# PROBLEM TO SOLVE
The whole of the data, every line, should come back exactly the same.

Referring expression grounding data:
-----
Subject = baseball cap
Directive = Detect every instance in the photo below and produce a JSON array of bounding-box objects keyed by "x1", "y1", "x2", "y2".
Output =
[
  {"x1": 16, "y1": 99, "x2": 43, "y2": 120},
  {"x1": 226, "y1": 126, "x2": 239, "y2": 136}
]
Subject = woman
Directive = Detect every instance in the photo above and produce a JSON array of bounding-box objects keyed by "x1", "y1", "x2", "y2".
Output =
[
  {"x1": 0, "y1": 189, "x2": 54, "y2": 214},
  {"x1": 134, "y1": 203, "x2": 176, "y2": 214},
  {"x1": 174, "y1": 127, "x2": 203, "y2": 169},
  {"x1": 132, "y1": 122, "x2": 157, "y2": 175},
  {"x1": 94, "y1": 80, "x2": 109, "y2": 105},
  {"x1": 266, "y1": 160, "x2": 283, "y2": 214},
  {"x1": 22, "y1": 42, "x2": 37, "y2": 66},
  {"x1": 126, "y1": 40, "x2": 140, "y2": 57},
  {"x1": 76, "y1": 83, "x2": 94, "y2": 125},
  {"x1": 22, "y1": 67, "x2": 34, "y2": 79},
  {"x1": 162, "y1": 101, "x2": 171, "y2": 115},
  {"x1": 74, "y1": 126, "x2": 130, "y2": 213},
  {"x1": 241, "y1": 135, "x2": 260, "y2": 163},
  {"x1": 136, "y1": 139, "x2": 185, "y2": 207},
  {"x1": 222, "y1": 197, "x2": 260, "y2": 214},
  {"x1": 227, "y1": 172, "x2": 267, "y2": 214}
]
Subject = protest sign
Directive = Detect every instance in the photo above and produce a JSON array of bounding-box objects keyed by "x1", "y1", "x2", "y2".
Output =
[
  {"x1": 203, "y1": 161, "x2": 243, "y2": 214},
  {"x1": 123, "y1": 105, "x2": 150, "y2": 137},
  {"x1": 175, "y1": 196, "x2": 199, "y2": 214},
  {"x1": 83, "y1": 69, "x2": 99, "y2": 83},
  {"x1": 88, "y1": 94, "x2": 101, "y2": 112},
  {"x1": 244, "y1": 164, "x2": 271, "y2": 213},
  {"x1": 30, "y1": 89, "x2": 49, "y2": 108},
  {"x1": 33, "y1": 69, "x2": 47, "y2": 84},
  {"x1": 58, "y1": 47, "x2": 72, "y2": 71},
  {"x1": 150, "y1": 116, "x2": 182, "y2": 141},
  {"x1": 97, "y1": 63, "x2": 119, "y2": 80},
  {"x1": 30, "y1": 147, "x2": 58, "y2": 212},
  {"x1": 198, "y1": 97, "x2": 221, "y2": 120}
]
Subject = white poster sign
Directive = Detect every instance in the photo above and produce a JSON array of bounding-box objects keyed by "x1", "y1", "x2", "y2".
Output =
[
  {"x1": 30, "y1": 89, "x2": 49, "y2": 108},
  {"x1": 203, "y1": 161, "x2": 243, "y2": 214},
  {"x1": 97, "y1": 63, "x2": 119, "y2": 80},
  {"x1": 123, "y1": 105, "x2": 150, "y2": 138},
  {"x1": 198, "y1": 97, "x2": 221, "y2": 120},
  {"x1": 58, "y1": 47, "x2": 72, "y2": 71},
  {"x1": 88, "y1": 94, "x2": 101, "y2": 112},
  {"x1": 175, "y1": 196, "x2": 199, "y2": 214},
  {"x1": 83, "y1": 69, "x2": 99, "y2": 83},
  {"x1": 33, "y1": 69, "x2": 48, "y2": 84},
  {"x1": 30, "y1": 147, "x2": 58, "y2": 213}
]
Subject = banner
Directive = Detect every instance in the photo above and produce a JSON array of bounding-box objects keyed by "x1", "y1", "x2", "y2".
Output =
-----
# TASK SOLUTION
Subject = baseball cap
Directive = Detect every instance in the photo below and produce a JSON array of bounding-box objects keyed by "x1", "y1", "x2", "y2".
Output =
[
  {"x1": 16, "y1": 99, "x2": 43, "y2": 120},
  {"x1": 226, "y1": 126, "x2": 239, "y2": 136}
]
Subject = woman
Directive = Detect every instance in the photo above and produce a JSON array of bounding-box objects keyed by "x1", "y1", "x2", "y2".
Output =
[
  {"x1": 0, "y1": 189, "x2": 54, "y2": 214},
  {"x1": 134, "y1": 203, "x2": 176, "y2": 214},
  {"x1": 174, "y1": 127, "x2": 203, "y2": 169},
  {"x1": 132, "y1": 122, "x2": 157, "y2": 175},
  {"x1": 94, "y1": 80, "x2": 109, "y2": 105},
  {"x1": 266, "y1": 160, "x2": 283, "y2": 214},
  {"x1": 22, "y1": 42, "x2": 37, "y2": 66},
  {"x1": 126, "y1": 40, "x2": 140, "y2": 57},
  {"x1": 76, "y1": 83, "x2": 94, "y2": 125},
  {"x1": 22, "y1": 67, "x2": 34, "y2": 79},
  {"x1": 162, "y1": 101, "x2": 171, "y2": 115},
  {"x1": 74, "y1": 126, "x2": 130, "y2": 213},
  {"x1": 241, "y1": 135, "x2": 260, "y2": 163},
  {"x1": 136, "y1": 139, "x2": 185, "y2": 207},
  {"x1": 222, "y1": 197, "x2": 260, "y2": 214},
  {"x1": 227, "y1": 172, "x2": 267, "y2": 214}
]
Subject = protest sign
Directive = Detect every instance in the photo above and produce a JSON array of bounding-box objects keyed by "x1", "y1", "x2", "y2".
Output =
[
  {"x1": 203, "y1": 161, "x2": 243, "y2": 214},
  {"x1": 123, "y1": 105, "x2": 150, "y2": 137},
  {"x1": 175, "y1": 196, "x2": 199, "y2": 214},
  {"x1": 83, "y1": 69, "x2": 99, "y2": 83},
  {"x1": 88, "y1": 94, "x2": 101, "y2": 112},
  {"x1": 244, "y1": 164, "x2": 271, "y2": 213},
  {"x1": 30, "y1": 89, "x2": 49, "y2": 108},
  {"x1": 33, "y1": 69, "x2": 47, "y2": 84},
  {"x1": 58, "y1": 47, "x2": 72, "y2": 71},
  {"x1": 150, "y1": 116, "x2": 182, "y2": 141},
  {"x1": 97, "y1": 63, "x2": 119, "y2": 80},
  {"x1": 30, "y1": 147, "x2": 58, "y2": 212},
  {"x1": 198, "y1": 97, "x2": 221, "y2": 120}
]
Subject = white poster sign
Directive = Detect every instance in the photo above and produce a JSON array of bounding-box objects keyed by "x1", "y1", "x2", "y2".
Output =
[
  {"x1": 30, "y1": 89, "x2": 49, "y2": 108},
  {"x1": 203, "y1": 161, "x2": 243, "y2": 214},
  {"x1": 97, "y1": 63, "x2": 119, "y2": 80},
  {"x1": 123, "y1": 105, "x2": 150, "y2": 138},
  {"x1": 198, "y1": 97, "x2": 221, "y2": 120},
  {"x1": 58, "y1": 47, "x2": 72, "y2": 71},
  {"x1": 88, "y1": 94, "x2": 101, "y2": 112},
  {"x1": 175, "y1": 196, "x2": 199, "y2": 214},
  {"x1": 83, "y1": 69, "x2": 99, "y2": 83},
  {"x1": 33, "y1": 69, "x2": 48, "y2": 84},
  {"x1": 30, "y1": 147, "x2": 58, "y2": 213}
]
Subject = banner
Directive = Detect every instance in the photo above and produce a JSON array of bounding-box objects keyed by "x1", "y1", "x2", "y2".
Output =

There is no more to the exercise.